*WHAT YOU NEED TO DO*:
For the records below, give the number of lines in which "green" appears, and add nothing else.

Stored data entries
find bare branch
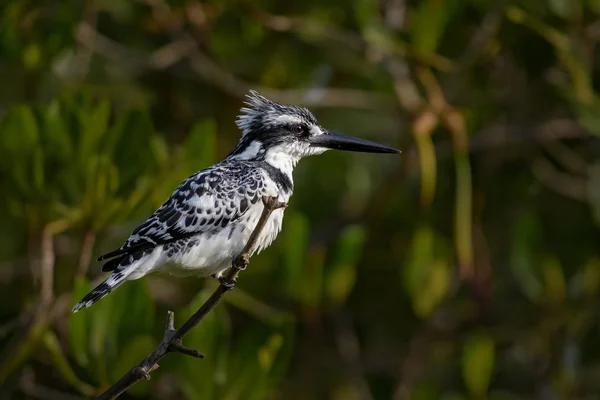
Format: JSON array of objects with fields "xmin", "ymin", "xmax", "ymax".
[
  {"xmin": 39, "ymin": 227, "xmax": 55, "ymax": 309},
  {"xmin": 531, "ymin": 156, "xmax": 588, "ymax": 201},
  {"xmin": 541, "ymin": 140, "xmax": 589, "ymax": 176},
  {"xmin": 333, "ymin": 310, "xmax": 373, "ymax": 400},
  {"xmin": 76, "ymin": 230, "xmax": 96, "ymax": 278},
  {"xmin": 457, "ymin": 1, "xmax": 506, "ymax": 66},
  {"xmin": 96, "ymin": 196, "xmax": 287, "ymax": 400},
  {"xmin": 255, "ymin": 11, "xmax": 454, "ymax": 71},
  {"xmin": 20, "ymin": 367, "xmax": 88, "ymax": 400},
  {"xmin": 74, "ymin": 21, "xmax": 394, "ymax": 110}
]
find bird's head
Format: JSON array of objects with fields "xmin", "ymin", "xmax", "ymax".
[{"xmin": 228, "ymin": 90, "xmax": 399, "ymax": 168}]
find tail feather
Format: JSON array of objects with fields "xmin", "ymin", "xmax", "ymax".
[
  {"xmin": 101, "ymin": 254, "xmax": 126, "ymax": 272},
  {"xmin": 72, "ymin": 269, "xmax": 131, "ymax": 312}
]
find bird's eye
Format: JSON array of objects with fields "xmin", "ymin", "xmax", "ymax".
[{"xmin": 291, "ymin": 125, "xmax": 304, "ymax": 135}]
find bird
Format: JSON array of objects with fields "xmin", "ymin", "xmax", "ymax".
[{"xmin": 72, "ymin": 90, "xmax": 399, "ymax": 312}]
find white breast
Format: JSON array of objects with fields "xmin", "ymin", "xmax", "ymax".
[{"xmin": 156, "ymin": 193, "xmax": 288, "ymax": 278}]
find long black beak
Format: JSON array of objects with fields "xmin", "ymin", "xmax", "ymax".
[{"xmin": 310, "ymin": 130, "xmax": 399, "ymax": 154}]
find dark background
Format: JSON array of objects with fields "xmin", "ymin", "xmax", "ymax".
[{"xmin": 1, "ymin": 0, "xmax": 599, "ymax": 399}]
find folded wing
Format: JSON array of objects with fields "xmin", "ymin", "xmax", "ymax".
[{"xmin": 98, "ymin": 162, "xmax": 276, "ymax": 271}]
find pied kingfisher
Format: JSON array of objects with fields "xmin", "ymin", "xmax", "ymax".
[{"xmin": 73, "ymin": 90, "xmax": 398, "ymax": 312}]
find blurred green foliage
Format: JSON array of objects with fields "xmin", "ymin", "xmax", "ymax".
[{"xmin": 1, "ymin": 0, "xmax": 600, "ymax": 399}]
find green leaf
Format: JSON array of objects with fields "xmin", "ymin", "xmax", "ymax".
[
  {"xmin": 32, "ymin": 146, "xmax": 45, "ymax": 193},
  {"xmin": 411, "ymin": 379, "xmax": 441, "ymax": 400},
  {"xmin": 175, "ymin": 290, "xmax": 231, "ymax": 400},
  {"xmin": 416, "ymin": 260, "xmax": 450, "ymax": 317},
  {"xmin": 590, "ymin": 0, "xmax": 600, "ymax": 14},
  {"xmin": 150, "ymin": 134, "xmax": 169, "ymax": 167},
  {"xmin": 549, "ymin": 0, "xmax": 573, "ymax": 19},
  {"xmin": 22, "ymin": 42, "xmax": 41, "ymax": 69},
  {"xmin": 115, "ymin": 280, "xmax": 155, "ymax": 348},
  {"xmin": 509, "ymin": 214, "xmax": 544, "ymax": 302},
  {"xmin": 186, "ymin": 119, "xmax": 217, "ymax": 169},
  {"xmin": 110, "ymin": 335, "xmax": 155, "ymax": 397},
  {"xmin": 587, "ymin": 161, "xmax": 600, "ymax": 223},
  {"xmin": 43, "ymin": 331, "xmax": 96, "ymax": 396},
  {"xmin": 403, "ymin": 227, "xmax": 450, "ymax": 317},
  {"xmin": 581, "ymin": 257, "xmax": 600, "ymax": 296},
  {"xmin": 78, "ymin": 98, "xmax": 110, "ymax": 166},
  {"xmin": 222, "ymin": 326, "xmax": 290, "ymax": 400},
  {"xmin": 542, "ymin": 255, "xmax": 566, "ymax": 305},
  {"xmin": 281, "ymin": 211, "xmax": 310, "ymax": 300},
  {"xmin": 462, "ymin": 332, "xmax": 495, "ymax": 397},
  {"xmin": 0, "ymin": 317, "xmax": 50, "ymax": 384},
  {"xmin": 300, "ymin": 246, "xmax": 326, "ymax": 310},
  {"xmin": 224, "ymin": 287, "xmax": 291, "ymax": 326},
  {"xmin": 0, "ymin": 105, "xmax": 39, "ymax": 155},
  {"xmin": 324, "ymin": 225, "xmax": 365, "ymax": 308},
  {"xmin": 411, "ymin": 0, "xmax": 448, "ymax": 53},
  {"xmin": 404, "ymin": 227, "xmax": 435, "ymax": 294},
  {"xmin": 69, "ymin": 277, "xmax": 92, "ymax": 367},
  {"xmin": 88, "ymin": 285, "xmax": 120, "ymax": 386},
  {"xmin": 43, "ymin": 100, "xmax": 72, "ymax": 160},
  {"xmin": 108, "ymin": 109, "xmax": 158, "ymax": 189},
  {"xmin": 353, "ymin": 0, "xmax": 379, "ymax": 28},
  {"xmin": 257, "ymin": 334, "xmax": 283, "ymax": 371},
  {"xmin": 439, "ymin": 394, "xmax": 467, "ymax": 400}
]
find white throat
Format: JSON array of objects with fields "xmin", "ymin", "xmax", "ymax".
[{"xmin": 263, "ymin": 145, "xmax": 299, "ymax": 180}]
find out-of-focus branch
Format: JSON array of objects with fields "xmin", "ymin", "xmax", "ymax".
[
  {"xmin": 76, "ymin": 230, "xmax": 96, "ymax": 278},
  {"xmin": 398, "ymin": 119, "xmax": 591, "ymax": 172},
  {"xmin": 144, "ymin": 0, "xmax": 397, "ymax": 109},
  {"xmin": 531, "ymin": 156, "xmax": 587, "ymax": 201},
  {"xmin": 39, "ymin": 227, "xmax": 55, "ymax": 309},
  {"xmin": 0, "ymin": 226, "xmax": 55, "ymax": 383},
  {"xmin": 414, "ymin": 67, "xmax": 474, "ymax": 280},
  {"xmin": 392, "ymin": 323, "xmax": 432, "ymax": 400},
  {"xmin": 333, "ymin": 310, "xmax": 373, "ymax": 400},
  {"xmin": 75, "ymin": 22, "xmax": 190, "ymax": 70},
  {"xmin": 255, "ymin": 11, "xmax": 454, "ymax": 72},
  {"xmin": 71, "ymin": 6, "xmax": 97, "ymax": 79},
  {"xmin": 20, "ymin": 367, "xmax": 88, "ymax": 400},
  {"xmin": 453, "ymin": 119, "xmax": 589, "ymax": 154},
  {"xmin": 97, "ymin": 196, "xmax": 287, "ymax": 400},
  {"xmin": 256, "ymin": 10, "xmax": 426, "ymax": 113},
  {"xmin": 458, "ymin": 1, "xmax": 506, "ymax": 66},
  {"xmin": 541, "ymin": 140, "xmax": 589, "ymax": 176},
  {"xmin": 74, "ymin": 21, "xmax": 395, "ymax": 110}
]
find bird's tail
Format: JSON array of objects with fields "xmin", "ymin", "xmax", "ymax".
[{"xmin": 72, "ymin": 265, "xmax": 135, "ymax": 312}]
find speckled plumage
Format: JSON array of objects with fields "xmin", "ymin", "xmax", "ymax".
[
  {"xmin": 73, "ymin": 90, "xmax": 398, "ymax": 312},
  {"xmin": 72, "ymin": 92, "xmax": 315, "ymax": 312}
]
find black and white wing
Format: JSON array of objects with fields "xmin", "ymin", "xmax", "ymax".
[{"xmin": 98, "ymin": 162, "xmax": 277, "ymax": 271}]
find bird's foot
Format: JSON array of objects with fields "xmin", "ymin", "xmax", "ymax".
[
  {"xmin": 219, "ymin": 276, "xmax": 237, "ymax": 290},
  {"xmin": 234, "ymin": 254, "xmax": 249, "ymax": 271},
  {"xmin": 212, "ymin": 273, "xmax": 237, "ymax": 290}
]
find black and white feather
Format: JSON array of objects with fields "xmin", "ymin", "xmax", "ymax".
[{"xmin": 73, "ymin": 90, "xmax": 397, "ymax": 312}]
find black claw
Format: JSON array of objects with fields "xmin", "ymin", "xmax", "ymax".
[
  {"xmin": 218, "ymin": 275, "xmax": 236, "ymax": 290},
  {"xmin": 233, "ymin": 254, "xmax": 249, "ymax": 270}
]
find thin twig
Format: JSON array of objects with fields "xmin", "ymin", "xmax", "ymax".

*COMPLETED TASK*:
2